═══ DATA TO PROCESS ═══

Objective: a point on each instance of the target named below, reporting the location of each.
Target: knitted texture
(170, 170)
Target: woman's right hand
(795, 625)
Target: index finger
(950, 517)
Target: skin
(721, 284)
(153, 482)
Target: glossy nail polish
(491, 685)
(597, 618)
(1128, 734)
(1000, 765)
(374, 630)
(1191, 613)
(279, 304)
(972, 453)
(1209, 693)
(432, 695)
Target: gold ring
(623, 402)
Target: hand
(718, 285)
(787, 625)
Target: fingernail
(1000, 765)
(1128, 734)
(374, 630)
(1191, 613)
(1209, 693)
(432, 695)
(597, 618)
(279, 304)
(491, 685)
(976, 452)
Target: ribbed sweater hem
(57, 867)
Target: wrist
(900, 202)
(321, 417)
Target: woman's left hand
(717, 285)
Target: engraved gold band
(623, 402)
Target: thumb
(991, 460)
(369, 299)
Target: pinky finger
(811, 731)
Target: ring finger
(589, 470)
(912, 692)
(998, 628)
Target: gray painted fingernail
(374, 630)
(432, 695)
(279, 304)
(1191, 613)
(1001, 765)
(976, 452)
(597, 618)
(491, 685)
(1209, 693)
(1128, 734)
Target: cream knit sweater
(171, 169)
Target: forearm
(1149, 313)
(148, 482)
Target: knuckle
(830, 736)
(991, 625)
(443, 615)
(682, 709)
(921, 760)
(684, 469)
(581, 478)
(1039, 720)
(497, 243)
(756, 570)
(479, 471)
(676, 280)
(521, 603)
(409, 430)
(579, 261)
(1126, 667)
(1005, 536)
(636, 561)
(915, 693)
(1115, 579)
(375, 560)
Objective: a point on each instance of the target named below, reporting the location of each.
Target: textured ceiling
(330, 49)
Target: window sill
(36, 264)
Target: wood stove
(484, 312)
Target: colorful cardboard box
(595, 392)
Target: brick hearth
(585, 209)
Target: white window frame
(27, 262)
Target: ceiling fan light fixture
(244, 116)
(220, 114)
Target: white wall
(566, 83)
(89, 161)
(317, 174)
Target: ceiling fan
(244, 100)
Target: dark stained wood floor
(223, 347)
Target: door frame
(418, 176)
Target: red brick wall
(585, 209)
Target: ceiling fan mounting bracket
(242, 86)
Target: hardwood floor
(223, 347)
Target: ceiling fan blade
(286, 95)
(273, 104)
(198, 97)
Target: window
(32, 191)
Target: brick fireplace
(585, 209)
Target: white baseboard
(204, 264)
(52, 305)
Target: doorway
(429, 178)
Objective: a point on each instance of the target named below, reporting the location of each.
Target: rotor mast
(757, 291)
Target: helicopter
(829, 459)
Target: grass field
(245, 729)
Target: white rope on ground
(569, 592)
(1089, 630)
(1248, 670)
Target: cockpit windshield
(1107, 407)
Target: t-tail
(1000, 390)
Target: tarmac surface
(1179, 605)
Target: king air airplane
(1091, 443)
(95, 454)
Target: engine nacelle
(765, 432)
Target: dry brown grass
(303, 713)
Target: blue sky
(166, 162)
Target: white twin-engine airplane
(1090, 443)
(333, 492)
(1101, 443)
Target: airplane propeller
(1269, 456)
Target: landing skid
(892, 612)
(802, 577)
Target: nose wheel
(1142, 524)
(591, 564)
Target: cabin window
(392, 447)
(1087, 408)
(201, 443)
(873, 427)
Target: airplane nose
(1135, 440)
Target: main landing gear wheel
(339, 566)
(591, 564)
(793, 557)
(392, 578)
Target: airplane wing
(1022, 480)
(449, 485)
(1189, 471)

═══

> **TASK**:
Substitute "chopper" for "helicopter" everywhere it appears in the records above, and write all of them out again with nothing else changed.

> **RESPONSE TO THE EXERCISE**:
Objective: a point on each instance of the target named below, reporting the location of each.
Target: knitted texture
(170, 170)
Target: woman's right hand
(795, 625)
Target: index finger
(950, 517)
Target: skin
(721, 284)
(153, 482)
Target: glossy nail polish
(491, 685)
(597, 618)
(1128, 734)
(1000, 765)
(374, 630)
(1191, 613)
(279, 304)
(972, 453)
(1209, 693)
(432, 695)
Target: gold ring
(623, 402)
Target: hand
(718, 285)
(787, 625)
Target: fingernail
(1000, 765)
(1128, 734)
(374, 630)
(1191, 613)
(1209, 693)
(432, 695)
(597, 618)
(279, 304)
(491, 685)
(976, 452)
Target: ribbed sweater hem
(57, 867)
Target: wrist
(900, 202)
(321, 417)
Target: woman's left hand
(717, 285)
Target: engraved gold band
(623, 402)
Target: thumb
(991, 460)
(369, 299)
Target: pinky finger
(811, 731)
Target: ring finger
(589, 470)
(912, 692)
(998, 628)
Target: gray painted fingernail
(374, 630)
(432, 695)
(279, 304)
(1191, 613)
(1001, 765)
(976, 452)
(597, 618)
(491, 685)
(1209, 693)
(1128, 734)
Target: cream knit sweater
(171, 169)
Target: forearm
(1149, 313)
(148, 482)
Target: knuckle
(830, 736)
(991, 625)
(443, 615)
(682, 709)
(921, 760)
(684, 469)
(581, 478)
(1039, 720)
(497, 243)
(756, 570)
(479, 471)
(676, 280)
(521, 603)
(409, 430)
(579, 261)
(1126, 667)
(1005, 536)
(636, 561)
(915, 693)
(1115, 579)
(375, 560)
Objective: a point on each instance of the target named below, reporting the location of each.
Target: textured ceiling
(330, 49)
Target: window sill
(36, 264)
Target: wood stove
(484, 312)
Target: colorful cardboard box
(595, 392)
Target: brick hearth
(585, 209)
Target: white window frame
(27, 262)
Target: ceiling fan light fixture
(244, 116)
(220, 114)
Target: white wall
(566, 83)
(89, 161)
(317, 174)
Target: ceiling fan
(244, 100)
Target: dark stained wood floor
(223, 347)
Target: door frame
(418, 176)
Target: red brick wall
(585, 209)
Target: ceiling fan mounting bracket
(242, 86)
Target: hardwood floor
(223, 347)
Target: ceiling fan blade
(286, 95)
(273, 104)
(198, 97)
Target: window
(32, 191)
Target: brick fireplace
(585, 209)
Target: white baseboard
(204, 264)
(52, 305)
Target: doorway
(429, 178)
Objective: a point on each instance of the target named below, reporting the location of each.
Target: rotor mast
(757, 291)
Target: chopper
(829, 459)
Target: grass field
(245, 729)
Target: white rope on ground
(569, 592)
(1089, 630)
(1248, 670)
Target: cockpit windshield
(1107, 407)
Target: t-tail
(1000, 390)
Target: tarmac surface
(1179, 605)
Target: king air airplane
(1091, 443)
(95, 454)
Target: engine nacelle
(765, 432)
Target: dry brown grass
(303, 713)
Target: blue sky
(166, 162)
Target: white twin-engine airplane
(1090, 443)
(333, 492)
(1101, 443)
Target: airplane propeller
(1269, 456)
Target: landing skid
(892, 612)
(802, 577)
Target: nose wheel
(1142, 524)
(591, 564)
Target: cabin window
(392, 447)
(1087, 408)
(201, 443)
(873, 427)
Target: airplane nose
(1135, 440)
Target: main landing gear wheel
(339, 566)
(591, 564)
(793, 557)
(392, 578)
Target: airplane wing
(1022, 480)
(449, 485)
(1189, 471)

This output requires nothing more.